**Page**
## BEGIN

Persistence of Performance Gains Despite Stagnating Moore's Law

Several users express the sentiment that despite the slowdown in the raw doubling of transistor counts, real-world performance has continued to improve through other means.

  • jama211 initially stated, "But that hasn’t seemed to matter in terms of real day to day performance improvements."
  • ggm-at-algebras elaborated on how performance gains are achieved: "More parallelism. Less clock. More l1 cache per CPU and less disk stalls. Are there plenty of tricks in the sea, when clockspeed goes flat?"
  • on_the_train spoke to the ongoing efforts in development: "There are a lot of people working on all the mentioned problems - and on many many more."

The Nuance of "Laws" and Misinterpretations

The discussion highlights that "laws" in technology, like Moore's Law, are often observations, predictions, or economic drivers rather than immutable physical principles. The article itself is criticized by some for building its arguments on a misinterpretation.

  • CalChris emphasized the distinction between density and transistor count.
  • avereveard explicitly stated the article was based on a flawed premise: "the whole article takes off from a flawed and fantasious misinterpretation and argue against that self created windmill."
  • adrianN made a distinction between physical and engineering limitations: "Our understanding of basic physical limits seems reasonably good and hasn't changed for a couple of generations. Our understanding of engineering limitations on the other hand is not so good and updated frequently."
  • Teever posited that Moore's Law is more of an "economical or social observation than a physical one."

## END

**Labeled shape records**
## BEGIN

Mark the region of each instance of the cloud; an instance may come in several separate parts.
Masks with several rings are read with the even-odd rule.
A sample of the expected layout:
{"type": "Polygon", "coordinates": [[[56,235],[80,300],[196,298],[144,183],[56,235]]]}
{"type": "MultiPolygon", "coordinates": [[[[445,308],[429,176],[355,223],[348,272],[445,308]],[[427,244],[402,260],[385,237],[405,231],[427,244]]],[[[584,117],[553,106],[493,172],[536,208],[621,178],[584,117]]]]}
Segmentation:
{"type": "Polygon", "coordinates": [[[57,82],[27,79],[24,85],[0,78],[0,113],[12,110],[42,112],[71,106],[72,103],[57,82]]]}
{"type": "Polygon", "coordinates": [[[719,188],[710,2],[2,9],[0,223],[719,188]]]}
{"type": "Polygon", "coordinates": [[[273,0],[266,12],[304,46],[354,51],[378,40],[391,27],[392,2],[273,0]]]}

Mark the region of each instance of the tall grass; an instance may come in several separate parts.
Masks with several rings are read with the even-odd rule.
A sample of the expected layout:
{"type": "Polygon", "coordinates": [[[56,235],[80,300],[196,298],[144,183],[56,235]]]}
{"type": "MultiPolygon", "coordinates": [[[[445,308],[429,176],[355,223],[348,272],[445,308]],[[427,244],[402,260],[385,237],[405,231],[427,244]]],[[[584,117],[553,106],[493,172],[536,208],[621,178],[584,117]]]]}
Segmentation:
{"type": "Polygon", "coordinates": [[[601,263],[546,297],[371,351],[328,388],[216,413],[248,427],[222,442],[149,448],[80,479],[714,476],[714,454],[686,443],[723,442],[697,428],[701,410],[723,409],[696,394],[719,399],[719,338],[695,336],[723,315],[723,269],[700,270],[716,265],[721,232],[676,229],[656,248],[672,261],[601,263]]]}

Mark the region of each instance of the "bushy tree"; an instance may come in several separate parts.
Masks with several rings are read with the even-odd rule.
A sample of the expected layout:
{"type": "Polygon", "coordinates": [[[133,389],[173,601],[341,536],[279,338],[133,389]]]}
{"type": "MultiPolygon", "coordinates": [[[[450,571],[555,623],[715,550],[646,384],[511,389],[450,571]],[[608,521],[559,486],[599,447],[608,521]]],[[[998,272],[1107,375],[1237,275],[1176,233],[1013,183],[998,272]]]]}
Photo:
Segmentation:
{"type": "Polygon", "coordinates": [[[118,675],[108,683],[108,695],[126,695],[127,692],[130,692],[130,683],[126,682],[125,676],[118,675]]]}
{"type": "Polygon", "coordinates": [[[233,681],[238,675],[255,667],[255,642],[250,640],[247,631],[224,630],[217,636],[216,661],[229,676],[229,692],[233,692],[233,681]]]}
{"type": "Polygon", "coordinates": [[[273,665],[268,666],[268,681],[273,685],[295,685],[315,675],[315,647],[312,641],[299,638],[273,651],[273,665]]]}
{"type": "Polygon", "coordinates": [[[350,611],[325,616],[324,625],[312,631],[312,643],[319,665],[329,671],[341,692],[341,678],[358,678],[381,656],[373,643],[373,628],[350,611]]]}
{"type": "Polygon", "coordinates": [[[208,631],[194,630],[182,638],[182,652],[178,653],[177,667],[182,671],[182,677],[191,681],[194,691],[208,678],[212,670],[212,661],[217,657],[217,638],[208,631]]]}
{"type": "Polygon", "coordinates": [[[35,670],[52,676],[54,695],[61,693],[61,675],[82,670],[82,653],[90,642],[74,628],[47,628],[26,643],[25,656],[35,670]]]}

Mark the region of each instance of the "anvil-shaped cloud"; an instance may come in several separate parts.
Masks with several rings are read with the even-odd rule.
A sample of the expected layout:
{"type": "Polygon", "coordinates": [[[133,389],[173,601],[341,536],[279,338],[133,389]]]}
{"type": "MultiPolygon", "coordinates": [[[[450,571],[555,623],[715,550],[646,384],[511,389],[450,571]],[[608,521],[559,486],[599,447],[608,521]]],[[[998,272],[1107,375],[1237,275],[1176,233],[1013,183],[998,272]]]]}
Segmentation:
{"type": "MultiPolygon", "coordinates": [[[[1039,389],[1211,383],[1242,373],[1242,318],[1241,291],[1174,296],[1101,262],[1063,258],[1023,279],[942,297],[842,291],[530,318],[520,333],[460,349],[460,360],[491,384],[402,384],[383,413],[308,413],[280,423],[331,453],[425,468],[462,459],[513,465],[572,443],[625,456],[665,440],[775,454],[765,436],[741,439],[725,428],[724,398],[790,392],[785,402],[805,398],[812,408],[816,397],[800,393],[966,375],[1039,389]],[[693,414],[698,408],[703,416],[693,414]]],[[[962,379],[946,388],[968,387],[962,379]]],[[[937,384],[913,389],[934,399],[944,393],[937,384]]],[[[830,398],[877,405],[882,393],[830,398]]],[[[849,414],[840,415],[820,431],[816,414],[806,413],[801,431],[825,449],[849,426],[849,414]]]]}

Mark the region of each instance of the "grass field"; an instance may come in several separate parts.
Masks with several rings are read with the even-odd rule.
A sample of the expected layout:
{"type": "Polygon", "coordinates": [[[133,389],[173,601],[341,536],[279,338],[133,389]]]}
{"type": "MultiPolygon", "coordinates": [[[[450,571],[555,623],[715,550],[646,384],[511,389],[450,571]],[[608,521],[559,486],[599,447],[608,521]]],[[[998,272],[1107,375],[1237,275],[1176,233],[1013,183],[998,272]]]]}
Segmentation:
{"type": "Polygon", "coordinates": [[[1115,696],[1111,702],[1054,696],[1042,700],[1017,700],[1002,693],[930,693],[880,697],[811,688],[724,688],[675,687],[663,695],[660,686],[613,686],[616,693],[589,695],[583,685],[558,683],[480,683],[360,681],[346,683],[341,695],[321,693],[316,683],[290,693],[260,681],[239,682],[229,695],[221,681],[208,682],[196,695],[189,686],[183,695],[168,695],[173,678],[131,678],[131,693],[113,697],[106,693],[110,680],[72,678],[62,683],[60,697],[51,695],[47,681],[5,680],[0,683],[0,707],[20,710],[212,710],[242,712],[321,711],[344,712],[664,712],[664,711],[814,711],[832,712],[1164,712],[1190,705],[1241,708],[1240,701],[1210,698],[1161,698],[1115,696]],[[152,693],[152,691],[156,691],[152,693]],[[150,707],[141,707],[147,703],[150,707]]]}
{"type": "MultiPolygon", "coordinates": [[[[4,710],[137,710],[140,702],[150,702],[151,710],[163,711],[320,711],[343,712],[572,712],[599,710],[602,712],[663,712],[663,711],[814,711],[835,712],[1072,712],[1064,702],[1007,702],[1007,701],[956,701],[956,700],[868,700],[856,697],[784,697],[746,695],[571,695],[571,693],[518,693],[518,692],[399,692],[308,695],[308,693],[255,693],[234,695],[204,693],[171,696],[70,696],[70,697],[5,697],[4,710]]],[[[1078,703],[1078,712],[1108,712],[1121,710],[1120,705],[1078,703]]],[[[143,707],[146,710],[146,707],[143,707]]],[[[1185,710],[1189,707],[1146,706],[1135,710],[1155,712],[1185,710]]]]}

## END

**Problems to work on**
1. In the Moore's Law discussion summary, what kind of observation does Teever say Moore's Law is, rather than a physical one?
2. List every user named under the heading "The Nuance of "Laws" and Misinterpretations" in the Moore's Law discussion summary.

**Answers for this exercise**
1. An economical or social observation.

2. CalChris, avereveard, adrianN, Teever